Directions for this task
Reproduce the rows from the very start down to and including the line with "[[[833,831],[877,807],[877,497],[850,492],[833,528]]]". Omit the pictures from your answer.

Dataset content
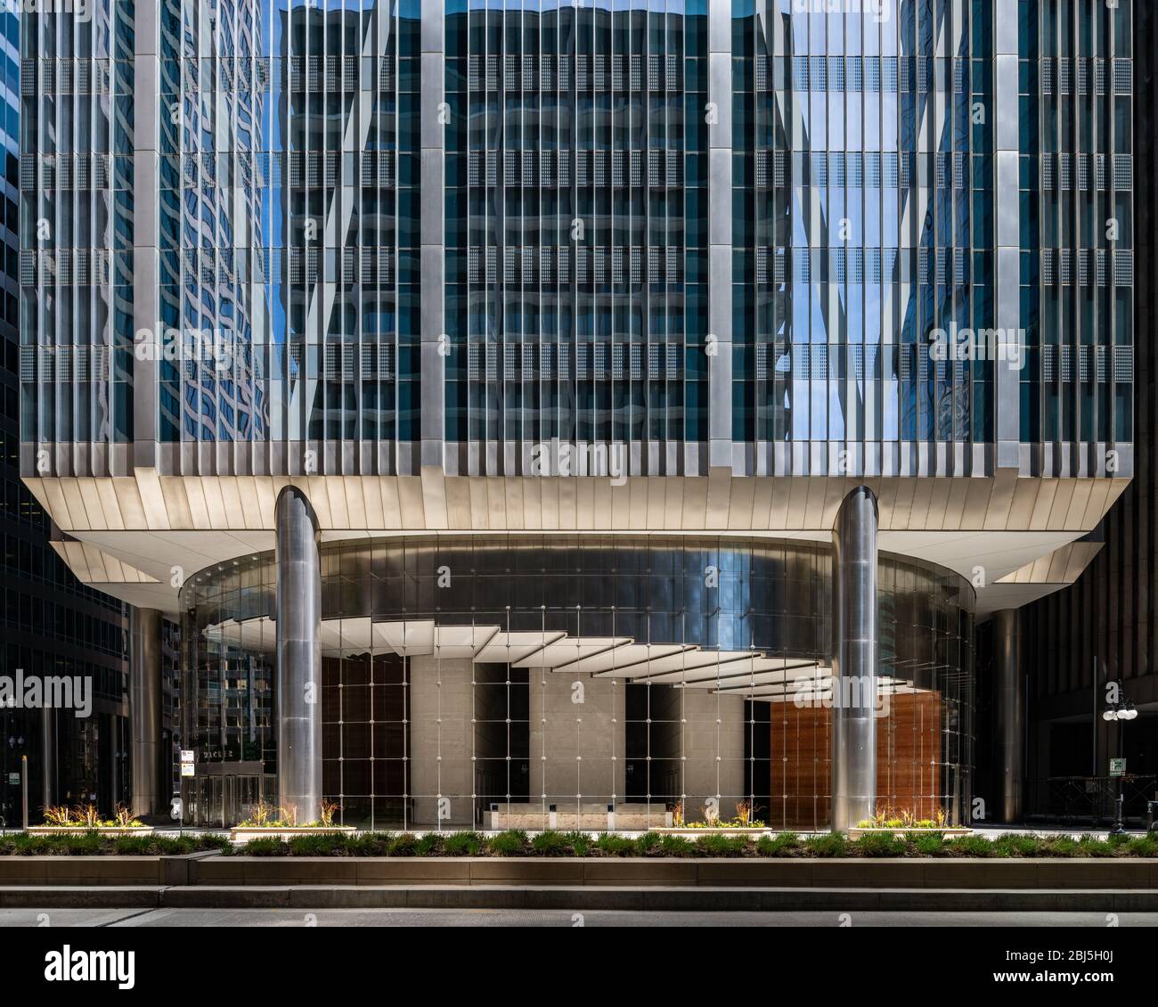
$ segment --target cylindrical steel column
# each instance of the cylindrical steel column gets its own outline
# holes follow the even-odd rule
[[[1001,801],[997,822],[1019,822],[1025,778],[1025,680],[1016,608],[994,613],[994,724]]]
[[[277,503],[278,803],[298,822],[322,804],[322,567],[317,517],[286,487]]]
[[[41,804],[57,803],[57,709],[47,702],[41,707]]]
[[[833,831],[877,807],[877,497],[850,492],[833,528]]]
[[[132,720],[133,815],[156,815],[161,793],[161,613],[129,612],[129,710]],[[168,787],[168,783],[164,785]],[[113,795],[116,802],[116,794]]]

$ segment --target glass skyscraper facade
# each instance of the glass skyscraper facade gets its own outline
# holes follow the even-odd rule
[[[0,823],[19,826],[27,796],[31,813],[44,804],[98,804],[105,812],[126,798],[127,681],[123,601],[80,583],[58,553],[60,542],[43,504],[20,472],[20,112],[21,22],[0,10],[0,156],[3,253],[0,311]],[[37,709],[24,705],[20,680],[87,680],[91,706]],[[21,757],[28,758],[28,793]]]
[[[345,742],[325,727],[332,708],[315,717],[287,694],[339,687],[325,661],[351,647],[369,681],[393,655],[389,684],[411,698],[425,681],[411,658],[494,664],[474,630],[442,655],[442,629],[463,626],[506,647],[571,641],[520,652],[541,662],[532,674],[571,666],[571,645],[581,665],[644,636],[714,652],[716,679],[697,684],[718,695],[719,655],[748,652],[733,727],[772,694],[786,710],[800,669],[823,691],[851,673],[936,696],[954,724],[929,740],[943,771],[910,774],[906,793],[973,813],[972,642],[948,641],[1072,581],[1133,472],[1131,8],[93,0],[25,15],[22,474],[74,569],[182,620],[185,732],[220,732],[198,743],[204,759],[245,778],[233,797],[206,782],[212,810],[192,813],[230,817],[237,795],[274,783],[314,809]],[[375,593],[406,568],[408,541],[437,552],[460,535],[506,542],[510,616],[424,594],[422,642],[374,629],[413,615]],[[774,618],[789,608],[758,592],[725,605],[704,560],[709,590],[681,603],[695,632],[668,620],[657,635],[640,616],[621,640],[600,615],[596,647],[525,560],[576,535],[600,537],[593,569],[613,582],[615,535],[670,577],[644,537],[731,535],[712,548],[749,560],[778,543],[787,565],[820,548],[833,570],[811,583],[833,607],[793,635]],[[928,564],[937,614],[884,589],[878,607],[850,559],[875,556],[878,535],[882,570]],[[474,578],[475,553],[453,552],[447,576]],[[776,579],[735,562],[749,586]],[[622,604],[674,611],[665,590]],[[939,642],[893,664],[857,650],[867,630],[842,606],[858,591],[881,641],[919,626]],[[618,611],[614,593],[589,604]],[[371,628],[350,642],[332,621],[353,618]],[[632,658],[613,680],[670,673]],[[409,702],[387,720],[416,724]],[[844,772],[860,728],[842,716],[808,722],[831,744],[799,750],[833,766],[831,790],[827,769],[793,783],[813,824],[829,800],[844,815],[840,788],[871,789],[871,768]],[[805,730],[785,724],[772,749]],[[428,740],[402,737],[389,758]],[[725,754],[720,735],[676,757],[673,737],[673,759],[747,760],[714,795],[755,800],[764,742]],[[924,744],[881,759],[916,765]],[[556,803],[543,772],[526,800]],[[404,817],[438,787],[389,779]],[[601,807],[623,786],[579,789]],[[461,789],[490,810],[491,785]],[[354,796],[373,815],[380,793]],[[709,794],[673,780],[657,793]]]

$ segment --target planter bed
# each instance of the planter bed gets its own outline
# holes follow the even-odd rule
[[[907,835],[932,835],[940,833],[945,837],[973,835],[972,829],[963,826],[946,826],[944,829],[850,829],[849,839],[859,839],[862,835],[892,835],[894,839],[904,839]]]
[[[764,829],[763,826],[756,826],[752,829],[717,829],[704,826],[703,829],[694,829],[687,825],[653,825],[647,830],[648,832],[658,832],[660,835],[687,835],[689,838],[695,838],[697,835],[775,835],[771,829]]]
[[[9,856],[12,888],[173,885],[192,891],[338,886],[1130,892],[1158,900],[1158,858],[1068,860],[533,856]],[[838,899],[834,905],[842,905]]]
[[[353,825],[234,825],[229,839],[248,842],[250,839],[293,839],[295,835],[353,835]]]
[[[120,835],[152,835],[152,825],[29,825],[29,835],[88,835],[90,832],[97,835],[120,837]]]

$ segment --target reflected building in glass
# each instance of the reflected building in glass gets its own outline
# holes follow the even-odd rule
[[[22,474],[181,620],[186,819],[1018,817],[974,630],[1133,472],[1130,8],[25,16]]]

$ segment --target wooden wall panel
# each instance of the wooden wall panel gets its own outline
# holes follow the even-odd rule
[[[774,829],[829,826],[831,710],[774,703],[771,809]],[[877,808],[931,818],[940,789],[940,693],[889,698],[877,722]]]

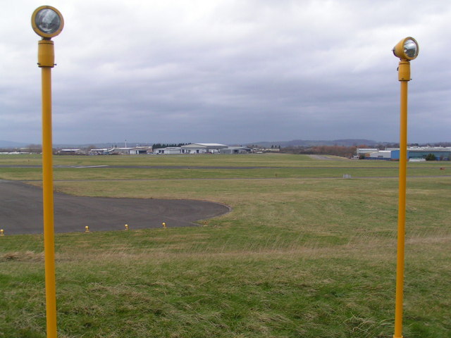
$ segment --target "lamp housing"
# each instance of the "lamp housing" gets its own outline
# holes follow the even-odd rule
[[[407,37],[402,39],[393,47],[393,54],[402,61],[409,61],[416,58],[419,50],[416,40],[413,37]]]
[[[50,39],[63,30],[64,19],[54,7],[42,6],[31,15],[31,26],[36,34],[44,39]]]

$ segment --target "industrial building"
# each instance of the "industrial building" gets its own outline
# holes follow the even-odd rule
[[[360,149],[357,155],[368,160],[399,161],[400,149],[389,148],[385,150]],[[435,161],[450,161],[451,147],[443,146],[409,146],[407,147],[407,158],[409,161],[426,161],[427,156],[433,155]]]

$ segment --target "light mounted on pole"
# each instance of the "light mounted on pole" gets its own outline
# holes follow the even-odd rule
[[[55,234],[54,178],[51,141],[51,68],[55,65],[51,38],[63,30],[64,20],[56,8],[42,6],[31,17],[33,30],[42,39],[38,42],[37,65],[42,86],[42,204],[45,265],[46,319],[47,338],[56,338],[56,291],[55,277]]]
[[[396,302],[395,306],[395,334],[402,338],[402,306],[404,298],[404,252],[406,227],[406,183],[407,172],[407,84],[410,81],[410,61],[418,56],[418,42],[406,37],[393,48],[393,54],[400,58],[398,80],[401,83],[400,123],[400,179],[397,213],[397,255],[396,264]]]
[[[64,27],[64,19],[56,8],[50,6],[42,6],[33,12],[31,26],[42,39],[50,39],[61,32]]]

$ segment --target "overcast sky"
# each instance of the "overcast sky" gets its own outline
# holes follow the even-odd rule
[[[47,2],[47,3],[46,3]],[[451,142],[448,0],[14,0],[0,14],[0,139],[41,143],[31,15],[54,6],[54,143]]]

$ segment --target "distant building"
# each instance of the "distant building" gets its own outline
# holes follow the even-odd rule
[[[451,147],[443,146],[409,146],[407,148],[407,159],[425,160],[428,156],[433,155],[436,161],[450,161]],[[385,150],[358,149],[357,155],[368,160],[399,161],[400,149],[389,148]]]
[[[58,155],[85,155],[85,151],[81,149],[61,149],[57,153]]]
[[[221,149],[225,149],[228,146],[219,143],[192,143],[182,146],[182,154],[218,154]]]
[[[158,148],[154,149],[154,154],[181,154],[182,149],[180,146],[168,146],[166,148]]]
[[[252,151],[252,149],[247,146],[228,146],[219,149],[220,154],[248,154]]]

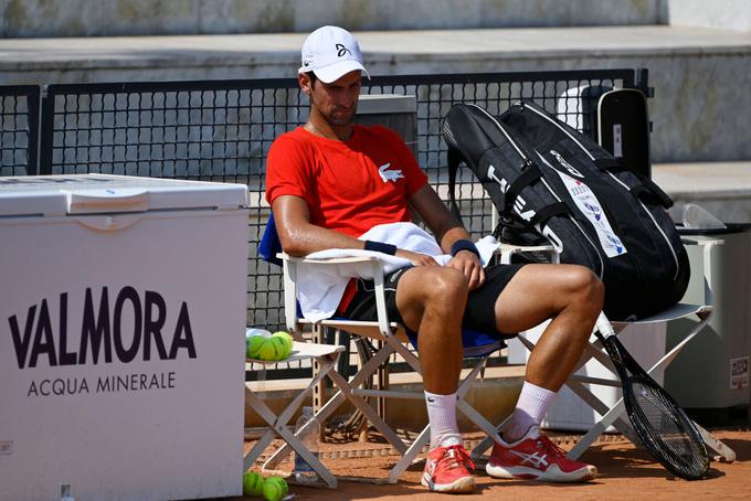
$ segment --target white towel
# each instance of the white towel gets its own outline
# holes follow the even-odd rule
[[[432,235],[413,223],[380,224],[359,236],[359,239],[384,242],[415,253],[432,256],[440,265],[451,260]],[[475,244],[480,253],[483,266],[487,266],[493,253],[498,246],[496,239],[488,235]],[[309,254],[311,259],[327,259],[332,257],[373,256],[383,265],[383,273],[389,275],[400,268],[412,265],[412,262],[373,250],[353,248],[330,248]],[[297,300],[303,310],[303,317],[311,322],[330,318],[336,311],[347,284],[351,277],[372,278],[370,263],[349,263],[321,266],[319,264],[300,263],[297,265]]]

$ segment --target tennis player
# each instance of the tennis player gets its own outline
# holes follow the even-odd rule
[[[353,125],[362,75],[357,40],[322,26],[308,35],[298,82],[309,97],[308,121],[279,136],[267,158],[266,200],[284,250],[305,256],[328,248],[371,249],[413,266],[385,278],[391,319],[416,334],[431,445],[422,483],[432,491],[472,492],[472,460],[456,424],[462,326],[509,338],[551,319],[527,365],[523,387],[486,471],[497,478],[577,482],[596,469],[571,461],[540,423],[579,360],[602,309],[604,287],[577,265],[483,268],[469,234],[429,185],[400,137]],[[399,242],[358,236],[376,225],[409,222],[413,210],[453,258],[445,266]],[[339,315],[376,319],[372,284],[352,280]]]

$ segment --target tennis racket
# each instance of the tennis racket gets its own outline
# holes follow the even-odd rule
[[[626,414],[642,444],[675,476],[704,478],[709,471],[709,455],[694,422],[631,356],[602,313],[596,335],[621,377]]]

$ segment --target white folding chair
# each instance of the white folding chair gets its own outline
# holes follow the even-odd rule
[[[685,243],[690,245],[701,245],[704,247],[704,268],[706,270],[709,270],[711,269],[709,264],[711,246],[721,245],[722,241],[685,241]],[[552,250],[551,247],[547,246],[521,247],[505,245],[505,253],[503,254],[503,259],[506,263],[510,263],[510,258],[515,254],[523,254],[530,250],[544,252],[546,248],[548,252],[551,253],[553,262],[558,262],[557,254]],[[700,274],[700,270],[694,270],[694,273],[697,271]],[[689,343],[702,330],[712,310],[712,307],[710,306],[711,290],[709,290],[708,288],[706,288],[705,300],[706,302],[708,302],[708,305],[691,305],[680,302],[673,306],[671,308],[668,308],[665,311],[662,311],[648,318],[627,322],[612,321],[611,324],[613,326],[615,332],[620,333],[623,331],[623,329],[625,329],[628,326],[665,323],[690,317],[696,317],[698,319],[698,322],[694,326],[690,332],[678,344],[676,344],[667,353],[665,353],[665,355],[662,356],[662,359],[659,359],[647,371],[647,373],[654,374],[658,371],[664,371],[670,364],[670,362],[680,353],[684,347],[687,343]],[[536,345],[536,343],[532,342],[528,337],[526,337],[525,333],[520,333],[517,339],[529,351],[531,351]],[[586,375],[577,374],[575,373],[577,370],[582,367],[590,360],[596,360],[603,366],[610,370],[612,372],[612,377],[591,377]],[[582,354],[581,359],[579,360],[574,369],[574,373],[571,374],[571,376],[567,380],[565,385],[569,388],[571,388],[571,391],[574,394],[577,394],[582,401],[590,405],[590,407],[592,407],[597,414],[600,414],[602,418],[597,423],[595,423],[594,426],[577,443],[577,445],[567,454],[567,457],[570,459],[579,458],[584,452],[584,450],[586,450],[586,448],[590,447],[611,425],[614,426],[623,435],[628,437],[632,441],[637,444],[637,439],[635,438],[635,435],[631,428],[631,424],[628,423],[628,419],[625,414],[623,398],[618,399],[612,406],[609,406],[607,404],[602,402],[602,399],[595,396],[595,394],[590,388],[588,388],[588,386],[585,386],[586,384],[611,386],[616,388],[621,387],[621,382],[617,376],[617,373],[615,372],[615,369],[610,362],[610,359],[604,353],[602,344],[600,343],[597,337],[594,334],[592,334],[592,337],[590,338],[590,342],[585,347],[584,353]],[[712,451],[716,452],[713,459],[720,459],[724,461],[734,460],[736,454],[728,446],[722,444],[720,440],[713,437],[709,431],[707,431],[701,426],[699,425],[696,426],[707,446]],[[475,449],[473,450],[473,457],[477,459],[482,454],[487,451],[491,445],[493,441],[489,438],[486,438],[477,447],[475,447]]]
[[[324,377],[329,377],[334,384],[341,383],[340,377],[336,377],[336,372],[334,367],[339,360],[339,354],[345,350],[343,347],[334,347],[330,344],[317,344],[307,342],[293,342],[293,348],[290,355],[285,359],[284,363],[295,363],[304,360],[316,361],[318,364],[318,372],[310,380],[308,385],[300,391],[295,398],[292,399],[289,404],[278,414],[274,412],[266,405],[260,391],[254,388],[253,382],[245,383],[245,405],[253,409],[261,418],[268,425],[268,430],[258,439],[258,441],[253,446],[253,448],[245,455],[243,461],[243,471],[247,471],[253,463],[258,459],[264,450],[271,445],[274,437],[277,435],[282,437],[287,447],[294,450],[296,454],[303,456],[303,458],[310,465],[310,467],[318,473],[318,476],[326,482],[330,488],[337,487],[337,479],[331,475],[331,472],[320,462],[317,456],[315,456],[305,444],[297,437],[297,435],[289,429],[289,419],[293,417],[295,412],[300,407],[303,401],[308,396],[308,393],[313,392],[313,388],[321,381]],[[281,362],[268,362],[262,360],[250,360],[245,364],[246,371],[255,370],[255,364],[261,365],[277,365]],[[346,383],[346,382],[345,382]],[[257,385],[257,384],[256,384]],[[317,418],[321,418],[318,414]],[[302,434],[305,431],[305,427],[298,431]],[[268,469],[269,461],[266,460],[262,466],[262,469]]]
[[[327,319],[317,322],[313,326],[316,330],[325,328],[334,328],[345,330],[355,335],[362,335],[371,340],[379,341],[381,348],[373,354],[373,356],[364,363],[360,370],[352,376],[349,382],[332,372],[330,377],[336,377],[338,392],[320,408],[318,416],[326,419],[339,405],[346,401],[350,401],[360,412],[366,415],[370,425],[372,425],[383,437],[391,444],[391,446],[402,456],[398,463],[389,472],[389,481],[395,483],[404,470],[414,461],[423,447],[430,439],[430,427],[425,428],[420,435],[406,444],[402,440],[395,431],[389,426],[376,409],[364,399],[367,397],[388,397],[388,398],[409,398],[420,402],[424,401],[423,393],[415,392],[400,392],[392,390],[364,390],[359,388],[367,379],[372,377],[378,367],[389,361],[389,358],[398,353],[404,361],[417,373],[421,372],[419,358],[408,347],[409,339],[404,329],[395,323],[390,322],[388,312],[385,310],[385,298],[383,288],[383,268],[377,258],[370,257],[348,257],[348,258],[332,258],[332,259],[305,259],[290,257],[284,253],[277,254],[277,257],[283,260],[284,267],[284,290],[285,290],[285,315],[286,324],[290,331],[299,332],[307,323],[306,320],[297,315],[296,308],[296,288],[297,288],[297,265],[300,263],[313,264],[316,266],[341,266],[351,263],[369,264],[372,266],[372,276],[376,289],[376,302],[378,310],[378,321],[353,321],[341,319]],[[497,352],[505,347],[503,340],[494,339],[487,334],[464,331],[464,355],[465,359],[474,359],[474,364],[469,372],[464,375],[457,390],[457,408],[476,426],[483,429],[490,436],[497,437],[495,425],[485,419],[474,407],[472,407],[465,399],[465,395],[472,387],[472,383],[476,380],[489,355]],[[335,380],[336,381],[336,380]],[[283,455],[287,454],[288,449],[283,447],[277,450],[276,455],[269,458],[269,461],[278,460]]]

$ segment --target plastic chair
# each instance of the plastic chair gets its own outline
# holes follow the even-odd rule
[[[287,329],[295,332],[299,337],[302,329],[309,326],[318,333],[318,339],[321,339],[320,333],[322,329],[334,328],[349,332],[353,335],[360,335],[370,340],[379,342],[380,348],[373,356],[364,363],[360,370],[352,376],[349,382],[338,382],[339,391],[320,408],[316,414],[322,422],[326,419],[339,405],[346,401],[350,401],[360,412],[366,415],[370,425],[372,425],[383,437],[392,445],[392,447],[402,456],[399,462],[389,472],[389,482],[395,483],[403,471],[413,462],[415,457],[420,454],[423,447],[430,439],[430,427],[425,428],[411,443],[406,444],[402,440],[394,430],[378,415],[376,409],[364,401],[364,397],[389,397],[389,398],[409,398],[420,402],[424,401],[423,393],[415,392],[398,392],[391,390],[363,390],[359,388],[366,380],[373,377],[378,369],[389,361],[389,358],[398,353],[404,361],[416,372],[421,373],[420,360],[409,348],[412,343],[414,347],[415,340],[408,338],[402,326],[391,322],[385,309],[385,298],[383,289],[383,268],[377,258],[370,257],[348,257],[348,258],[332,258],[332,259],[306,259],[297,258],[286,255],[281,252],[282,246],[276,233],[276,225],[273,214],[269,216],[266,224],[264,235],[258,246],[258,255],[269,263],[281,263],[284,275],[284,302],[285,302],[285,321]],[[372,267],[372,276],[376,289],[376,302],[378,310],[378,321],[355,321],[346,319],[326,319],[315,324],[307,322],[300,315],[297,308],[296,289],[297,289],[297,265],[300,263],[314,264],[316,266],[341,266],[343,264],[361,263]],[[472,387],[472,383],[477,379],[487,359],[505,348],[506,344],[501,339],[489,335],[483,332],[472,330],[463,330],[462,340],[464,345],[464,358],[473,360],[473,366],[463,380],[459,382],[457,388],[457,408],[472,423],[483,429],[488,436],[496,437],[496,427],[487,419],[485,419],[474,407],[472,407],[465,399],[465,395]],[[338,374],[337,374],[338,375]],[[338,375],[341,377],[340,375]],[[281,448],[276,455],[269,458],[269,462],[281,460],[285,454],[288,452],[287,447]]]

Solution
$ segment --target cylindrical steel column
# each instance of the cylindrical steel column gets its own outline
# holes follow the even-odd rule
[[[1001,801],[997,822],[1019,822],[1025,778],[1025,680],[1016,608],[994,613],[994,724]]]
[[[277,503],[278,803],[298,822],[322,804],[322,567],[317,517],[286,487]]]
[[[41,804],[57,803],[57,709],[47,702],[41,707]]]
[[[833,831],[877,807],[877,497],[850,492],[833,528]]]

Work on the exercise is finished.